TASK REQUIREMENTS: Copy the following entries word for word, but leave out the pictures.

SUPPLIED RECORDS:
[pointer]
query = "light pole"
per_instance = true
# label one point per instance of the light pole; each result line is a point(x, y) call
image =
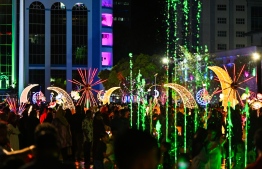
point(257, 58)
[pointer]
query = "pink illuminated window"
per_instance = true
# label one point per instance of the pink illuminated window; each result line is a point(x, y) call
point(107, 39)
point(107, 19)
point(107, 3)
point(106, 59)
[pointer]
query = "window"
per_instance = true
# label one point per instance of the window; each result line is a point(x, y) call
point(58, 34)
point(221, 46)
point(240, 46)
point(107, 19)
point(106, 59)
point(240, 20)
point(37, 33)
point(256, 18)
point(240, 8)
point(221, 33)
point(240, 34)
point(107, 39)
point(222, 20)
point(221, 7)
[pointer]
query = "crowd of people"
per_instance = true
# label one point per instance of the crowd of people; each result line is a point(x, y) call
point(103, 138)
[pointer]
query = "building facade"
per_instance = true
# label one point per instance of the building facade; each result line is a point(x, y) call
point(225, 23)
point(55, 38)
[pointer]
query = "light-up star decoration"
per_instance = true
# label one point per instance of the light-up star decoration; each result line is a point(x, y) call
point(86, 86)
point(230, 86)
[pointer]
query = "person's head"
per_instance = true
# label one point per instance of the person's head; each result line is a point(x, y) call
point(136, 149)
point(104, 137)
point(12, 118)
point(46, 141)
point(258, 139)
point(89, 114)
point(3, 133)
point(33, 113)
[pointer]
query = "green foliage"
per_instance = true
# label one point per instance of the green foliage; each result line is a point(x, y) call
point(148, 66)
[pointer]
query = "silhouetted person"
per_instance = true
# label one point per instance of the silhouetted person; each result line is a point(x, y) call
point(77, 132)
point(22, 128)
point(100, 152)
point(47, 149)
point(136, 149)
point(31, 124)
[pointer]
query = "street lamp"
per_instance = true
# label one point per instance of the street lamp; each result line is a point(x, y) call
point(256, 57)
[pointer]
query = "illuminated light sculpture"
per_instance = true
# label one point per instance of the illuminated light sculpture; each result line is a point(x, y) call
point(67, 101)
point(100, 95)
point(185, 95)
point(255, 102)
point(23, 97)
point(229, 87)
point(13, 106)
point(106, 98)
point(75, 95)
point(86, 85)
point(38, 98)
point(203, 98)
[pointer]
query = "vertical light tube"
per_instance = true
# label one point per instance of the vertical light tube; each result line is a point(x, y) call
point(131, 88)
point(21, 48)
point(246, 128)
point(14, 40)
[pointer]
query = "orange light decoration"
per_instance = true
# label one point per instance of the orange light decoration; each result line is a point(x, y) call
point(230, 86)
point(13, 106)
point(86, 86)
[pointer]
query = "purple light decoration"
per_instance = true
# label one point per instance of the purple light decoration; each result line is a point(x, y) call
point(107, 39)
point(246, 73)
point(106, 59)
point(107, 19)
point(107, 3)
point(191, 77)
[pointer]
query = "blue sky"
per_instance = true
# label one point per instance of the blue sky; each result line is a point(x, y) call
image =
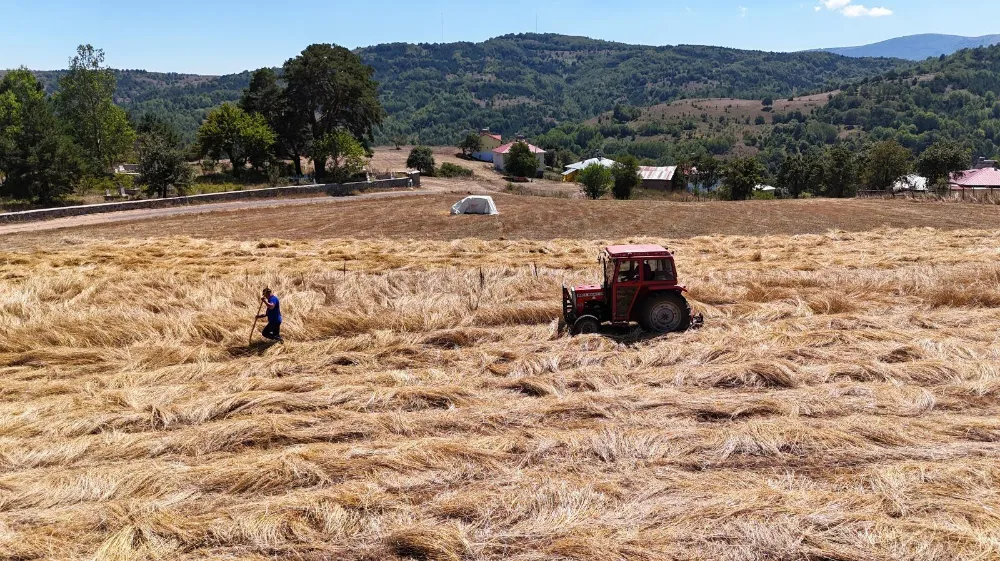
point(214, 37)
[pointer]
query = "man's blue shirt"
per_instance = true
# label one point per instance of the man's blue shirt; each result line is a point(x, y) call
point(274, 314)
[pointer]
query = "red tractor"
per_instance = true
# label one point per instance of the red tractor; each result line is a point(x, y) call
point(640, 285)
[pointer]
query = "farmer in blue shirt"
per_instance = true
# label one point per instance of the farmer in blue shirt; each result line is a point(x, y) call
point(272, 330)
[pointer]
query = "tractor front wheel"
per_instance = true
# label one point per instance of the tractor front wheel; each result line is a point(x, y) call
point(665, 312)
point(585, 325)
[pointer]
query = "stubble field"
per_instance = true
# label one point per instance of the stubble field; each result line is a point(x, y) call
point(840, 402)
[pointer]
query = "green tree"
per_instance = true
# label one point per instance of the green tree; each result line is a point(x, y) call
point(422, 159)
point(330, 88)
point(626, 177)
point(708, 172)
point(85, 103)
point(230, 132)
point(470, 144)
point(344, 154)
point(840, 172)
point(37, 161)
point(797, 175)
point(940, 160)
point(741, 175)
point(162, 164)
point(520, 161)
point(162, 161)
point(265, 96)
point(883, 164)
point(596, 180)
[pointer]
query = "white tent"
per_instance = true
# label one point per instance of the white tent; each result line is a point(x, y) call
point(910, 183)
point(475, 205)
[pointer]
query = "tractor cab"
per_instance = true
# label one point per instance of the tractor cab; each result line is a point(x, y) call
point(639, 285)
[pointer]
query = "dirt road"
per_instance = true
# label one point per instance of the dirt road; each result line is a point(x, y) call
point(146, 214)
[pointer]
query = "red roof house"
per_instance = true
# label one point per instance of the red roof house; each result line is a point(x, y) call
point(988, 178)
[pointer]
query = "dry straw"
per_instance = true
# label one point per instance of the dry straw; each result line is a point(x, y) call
point(840, 403)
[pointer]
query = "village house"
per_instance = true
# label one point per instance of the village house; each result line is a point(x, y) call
point(659, 178)
point(573, 170)
point(987, 178)
point(499, 155)
point(488, 142)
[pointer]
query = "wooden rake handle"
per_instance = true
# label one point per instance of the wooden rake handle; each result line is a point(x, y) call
point(255, 318)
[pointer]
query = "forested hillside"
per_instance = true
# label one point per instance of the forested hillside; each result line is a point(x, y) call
point(183, 100)
point(917, 47)
point(517, 83)
point(529, 83)
point(957, 98)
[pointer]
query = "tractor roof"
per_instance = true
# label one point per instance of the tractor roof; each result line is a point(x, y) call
point(637, 251)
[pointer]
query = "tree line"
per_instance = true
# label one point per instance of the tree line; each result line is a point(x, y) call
point(49, 143)
point(323, 106)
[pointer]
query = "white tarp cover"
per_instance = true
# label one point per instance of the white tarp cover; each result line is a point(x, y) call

RESULT FOR THIS EXERCISE:
[pointer]
query = "light pole"
per_instance = true
# label one point per instance of the light pole; each result line is a point(x, y) call
image =
point(257, 58)
[pointer]
query = "pink illuminated window"
per_instance = true
# label one point per instance of the pink illuminated window; each result line is a point(x, y) call
point(107, 39)
point(107, 19)
point(107, 3)
point(106, 59)
[pointer]
query = "window"
per_instance = true
# label one point per instance of the window; each result line is a point(x, y) call
point(58, 34)
point(221, 46)
point(240, 46)
point(107, 19)
point(106, 59)
point(240, 20)
point(37, 33)
point(256, 18)
point(240, 8)
point(221, 33)
point(240, 34)
point(107, 39)
point(222, 20)
point(221, 7)
[pointer]
query = "crowd of people"
per_instance = true
# label one point per instance of the crowd of people; each result line is a point(x, y) call
point(103, 138)
[pointer]
query = "building facade"
per_instance = true
# label one point per instance of the building facade; each result line is a point(x, y) call
point(225, 23)
point(55, 38)
[pointer]
query = "light-up star decoration"
per_instance = true
# label one point per instance of the light-up star decoration; each result line is a point(x, y) call
point(86, 86)
point(230, 86)
[pointer]
query = "person's head"
per_instance = true
# label one point per instance of the person's head; each result line is a point(x, y) call
point(136, 149)
point(104, 137)
point(12, 118)
point(46, 141)
point(258, 139)
point(89, 114)
point(3, 133)
point(33, 113)
[pointer]
query = "green foliage"
per_instance = true
# label one point per instance of the green foliage; each result line is a point(x, y) call
point(148, 66)
[pointer]
query = "silhouetted person"
per_instance = true
# label one point per instance of the silhouetted person; each result line is a point(x, y) call
point(77, 132)
point(22, 128)
point(100, 152)
point(47, 149)
point(136, 149)
point(31, 124)
[pointer]
query = "street lamp"
per_instance = true
# label one point per instance of the street lamp; each result line is a point(x, y) call
point(256, 57)
[pointer]
query = "illuminated light sculpture"
per_instance = true
# label one point per instance of the illuminated light sculpture; each result line is a point(x, y) call
point(67, 101)
point(100, 95)
point(185, 95)
point(255, 102)
point(23, 97)
point(229, 87)
point(13, 106)
point(106, 98)
point(75, 95)
point(86, 85)
point(38, 98)
point(203, 98)
[pointer]
query = "vertical light tube"
per_instance = true
# label one point per instance of the vertical light tube; each result line is a point(x, y) call
point(131, 88)
point(21, 48)
point(246, 128)
point(14, 40)
[pointer]
query = "orange light decoration"
per_instance = true
# label one point per instance of the orange light decoration; each result line is a point(x, y) call
point(230, 86)
point(13, 106)
point(86, 86)
[pointer]
query = "purple light decoration"
per_instance = true
# label one point per instance of the purple light decoration; each result line is a point(x, y) call
point(107, 39)
point(246, 73)
point(106, 59)
point(107, 19)
point(107, 3)
point(191, 77)
[pointer]
query = "blue sky"
per_instance = true
# label one point per instance of the blue sky; each result line is a point(x, y) call
image =
point(214, 37)
[pointer]
query = "man's blue shirt"
per_instance = true
# label one point per instance of the man's blue shirt; each result line is a point(x, y) call
point(274, 314)
[pointer]
query = "red tractor"
per_instance = true
# label one point per instance of the red tractor; each result line is a point(x, y) call
point(640, 285)
[pointer]
query = "farmer in blue shirt"
per_instance = true
# label one point per instance of the farmer in blue shirt; each result line is a point(x, y) call
point(272, 330)
[pointer]
query = "tractor front wheel"
per_instance = true
# label one point per instance of the tractor front wheel; each result line is a point(x, y) call
point(665, 312)
point(585, 325)
[pointer]
query = "stubble field"
per_instance = true
# label one point per instance of the stubble field; each result line is a point(x, y) call
point(840, 402)
[pointer]
query = "green tree"
per_instance = true
# label one point per instance of the green tree; each result line is a point(x, y) call
point(422, 159)
point(330, 88)
point(626, 177)
point(708, 172)
point(85, 103)
point(230, 132)
point(470, 144)
point(344, 154)
point(840, 172)
point(37, 161)
point(797, 175)
point(940, 160)
point(741, 175)
point(162, 164)
point(520, 161)
point(162, 161)
point(265, 96)
point(883, 164)
point(596, 180)
[pointer]
query = "white tent"
per_instance = true
# label one point per instance of the white tent; each result line is a point(x, y) call
point(910, 183)
point(475, 205)
[pointer]
query = "tractor cab"
per_instance = true
# label one point per instance of the tractor cab; each result line is a point(x, y) call
point(639, 285)
[pointer]
query = "dirt road"
per_instance = true
# label one point per instance of the dirt road; each result line is a point(x, y) call
point(146, 214)
[pointer]
query = "red roof house"
per_instance = true
# label one point per instance of the red roof house; each result line is a point(x, y) call
point(988, 178)
[pointer]
query = "dry straw"
per_instance = true
# label one point per instance of the dry straw; each result line is a point(x, y) call
point(840, 403)
[pointer]
query = "village house"
per_instance = true
# label one point per instance of the village house; each result line is a point(x, y) call
point(659, 178)
point(573, 170)
point(987, 178)
point(499, 155)
point(488, 142)
[pointer]
query = "wooden rake handle"
per_instance = true
# label one point per instance of the wooden rake handle; each result line is a point(x, y) call
point(255, 318)
[pointer]
query = "forested hillside"
per_instance = true
# label one point per instance of the forested hillside; each result line is a point(x, y) call
point(183, 100)
point(917, 47)
point(517, 83)
point(529, 83)
point(957, 98)
[pointer]
query = "tractor roof"
per_instance = true
# label one point per instance of the tractor roof; each result line is a point(x, y) call
point(637, 251)
[pointer]
query = "tree line"
per_instance = true
# label one point per instance of the tree line; each result line is a point(x, y) call
point(49, 143)
point(323, 106)
[pointer]
query = "white tarp cover"
per_instance = true
# label one point per instance of the white tarp cover; each result line is a point(x, y) call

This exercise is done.